Exercise materials >>
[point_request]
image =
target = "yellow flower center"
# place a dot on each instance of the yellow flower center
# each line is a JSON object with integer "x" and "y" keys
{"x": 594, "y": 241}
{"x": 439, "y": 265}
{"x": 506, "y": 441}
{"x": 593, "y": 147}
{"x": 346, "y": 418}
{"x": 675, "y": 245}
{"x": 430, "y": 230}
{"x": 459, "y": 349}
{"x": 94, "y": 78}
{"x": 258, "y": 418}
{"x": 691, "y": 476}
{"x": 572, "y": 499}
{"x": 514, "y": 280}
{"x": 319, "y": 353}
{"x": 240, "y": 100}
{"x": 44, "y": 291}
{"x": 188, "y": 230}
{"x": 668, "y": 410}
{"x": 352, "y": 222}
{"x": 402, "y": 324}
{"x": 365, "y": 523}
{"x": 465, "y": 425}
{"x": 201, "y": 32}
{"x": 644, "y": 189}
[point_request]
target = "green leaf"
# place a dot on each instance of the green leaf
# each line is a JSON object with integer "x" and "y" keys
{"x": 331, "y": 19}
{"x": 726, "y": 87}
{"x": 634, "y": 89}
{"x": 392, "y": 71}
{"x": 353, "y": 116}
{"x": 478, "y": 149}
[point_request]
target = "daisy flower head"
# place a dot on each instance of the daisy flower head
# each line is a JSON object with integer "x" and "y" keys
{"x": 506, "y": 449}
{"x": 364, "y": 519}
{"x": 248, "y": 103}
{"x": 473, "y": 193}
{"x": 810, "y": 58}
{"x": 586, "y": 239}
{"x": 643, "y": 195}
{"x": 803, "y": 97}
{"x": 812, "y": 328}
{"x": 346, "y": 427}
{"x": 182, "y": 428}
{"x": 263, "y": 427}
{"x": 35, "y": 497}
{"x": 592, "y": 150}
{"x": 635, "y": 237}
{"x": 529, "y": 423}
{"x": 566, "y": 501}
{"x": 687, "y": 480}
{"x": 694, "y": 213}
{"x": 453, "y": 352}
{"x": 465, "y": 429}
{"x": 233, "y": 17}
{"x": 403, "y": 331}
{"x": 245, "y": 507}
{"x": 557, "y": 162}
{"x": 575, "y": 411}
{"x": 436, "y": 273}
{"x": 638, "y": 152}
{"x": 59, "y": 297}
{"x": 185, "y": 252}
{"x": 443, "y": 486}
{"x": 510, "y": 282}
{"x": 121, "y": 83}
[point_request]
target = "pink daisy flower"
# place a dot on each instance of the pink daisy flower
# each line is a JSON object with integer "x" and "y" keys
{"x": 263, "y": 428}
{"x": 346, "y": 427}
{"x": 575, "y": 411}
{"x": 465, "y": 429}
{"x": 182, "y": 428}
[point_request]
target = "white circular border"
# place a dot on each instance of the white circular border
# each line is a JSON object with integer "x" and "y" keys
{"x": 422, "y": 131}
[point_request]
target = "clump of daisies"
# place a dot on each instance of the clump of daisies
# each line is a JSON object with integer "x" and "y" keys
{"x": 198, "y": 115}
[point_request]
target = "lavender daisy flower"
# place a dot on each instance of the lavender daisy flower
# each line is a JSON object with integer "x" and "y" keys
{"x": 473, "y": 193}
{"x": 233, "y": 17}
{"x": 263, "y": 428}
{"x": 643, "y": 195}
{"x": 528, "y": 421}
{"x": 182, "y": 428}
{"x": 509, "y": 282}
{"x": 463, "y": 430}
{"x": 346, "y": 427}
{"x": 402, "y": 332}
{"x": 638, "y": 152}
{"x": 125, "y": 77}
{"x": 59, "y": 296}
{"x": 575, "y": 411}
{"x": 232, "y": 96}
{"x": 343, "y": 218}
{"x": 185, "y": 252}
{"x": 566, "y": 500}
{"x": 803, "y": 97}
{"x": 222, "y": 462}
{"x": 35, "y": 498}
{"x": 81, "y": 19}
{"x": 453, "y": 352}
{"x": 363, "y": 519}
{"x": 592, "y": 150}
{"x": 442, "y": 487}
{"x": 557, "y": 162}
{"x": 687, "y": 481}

Work instructions >> Write the complete data out, exactly as above.

Solution to this task >>
[point_request]
image =
target = "yellow flower center"
# place a dot on each instance of the yellow flower center
# each line is a JSON object with integer "x" and "y" keys
{"x": 594, "y": 241}
{"x": 439, "y": 265}
{"x": 506, "y": 441}
{"x": 593, "y": 147}
{"x": 346, "y": 418}
{"x": 675, "y": 245}
{"x": 430, "y": 230}
{"x": 459, "y": 349}
{"x": 94, "y": 78}
{"x": 258, "y": 418}
{"x": 691, "y": 476}
{"x": 572, "y": 499}
{"x": 514, "y": 280}
{"x": 319, "y": 353}
{"x": 240, "y": 100}
{"x": 44, "y": 291}
{"x": 188, "y": 230}
{"x": 668, "y": 410}
{"x": 352, "y": 222}
{"x": 402, "y": 324}
{"x": 365, "y": 523}
{"x": 465, "y": 425}
{"x": 201, "y": 32}
{"x": 644, "y": 189}
[point_request]
target = "green leaf"
# place a dot on each instance of the green leaf
# each line is a JSON object with integer "x" and "y" keys
{"x": 331, "y": 19}
{"x": 726, "y": 87}
{"x": 634, "y": 89}
{"x": 392, "y": 71}
{"x": 353, "y": 116}
{"x": 478, "y": 149}
[point_request]
target = "daisy flower head"
# place a dot on each instance of the daisy flower head
# each line is a JSON object with integer "x" and "y" keys
{"x": 506, "y": 449}
{"x": 364, "y": 519}
{"x": 248, "y": 103}
{"x": 473, "y": 193}
{"x": 810, "y": 58}
{"x": 586, "y": 239}
{"x": 643, "y": 195}
{"x": 803, "y": 97}
{"x": 812, "y": 328}
{"x": 346, "y": 427}
{"x": 182, "y": 428}
{"x": 263, "y": 427}
{"x": 35, "y": 497}
{"x": 592, "y": 150}
{"x": 635, "y": 237}
{"x": 529, "y": 423}
{"x": 566, "y": 501}
{"x": 687, "y": 480}
{"x": 694, "y": 213}
{"x": 453, "y": 352}
{"x": 465, "y": 429}
{"x": 233, "y": 17}
{"x": 403, "y": 331}
{"x": 245, "y": 507}
{"x": 557, "y": 162}
{"x": 575, "y": 411}
{"x": 436, "y": 273}
{"x": 638, "y": 152}
{"x": 59, "y": 297}
{"x": 185, "y": 252}
{"x": 443, "y": 486}
{"x": 510, "y": 282}
{"x": 121, "y": 83}
[point_request]
target = "pink daisy flower"
# place a dot on each instance of the pink daisy flower
# each line is a JSON object with integer "x" and "y" keys
{"x": 263, "y": 428}
{"x": 346, "y": 427}
{"x": 575, "y": 411}
{"x": 465, "y": 429}
{"x": 182, "y": 428}
[point_request]
target = "white circular border"
# place a dot on each instance of the white circular border
# each line is a JSON object with integer "x" and "y" keys
{"x": 422, "y": 131}
[point_request]
target = "clump of daisies"
# place a dot on each instance of the clump of daisies
# each line is a JSON object with integer "x" and "y" keys
{"x": 198, "y": 115}
[point_request]
target = "lavender daisy flower"
# place a dot on each instance of the lavender daisy flower
# each line is a JSON object with integer "x" and "y" keys
{"x": 473, "y": 193}
{"x": 233, "y": 17}
{"x": 263, "y": 428}
{"x": 643, "y": 195}
{"x": 528, "y": 421}
{"x": 182, "y": 428}
{"x": 509, "y": 282}
{"x": 463, "y": 430}
{"x": 346, "y": 427}
{"x": 402, "y": 332}
{"x": 638, "y": 152}
{"x": 125, "y": 77}
{"x": 59, "y": 296}
{"x": 575, "y": 411}
{"x": 232, "y": 96}
{"x": 343, "y": 218}
{"x": 185, "y": 252}
{"x": 566, "y": 500}
{"x": 803, "y": 97}
{"x": 222, "y": 462}
{"x": 35, "y": 498}
{"x": 81, "y": 19}
{"x": 453, "y": 352}
{"x": 363, "y": 519}
{"x": 592, "y": 150}
{"x": 442, "y": 487}
{"x": 557, "y": 162}
{"x": 687, "y": 481}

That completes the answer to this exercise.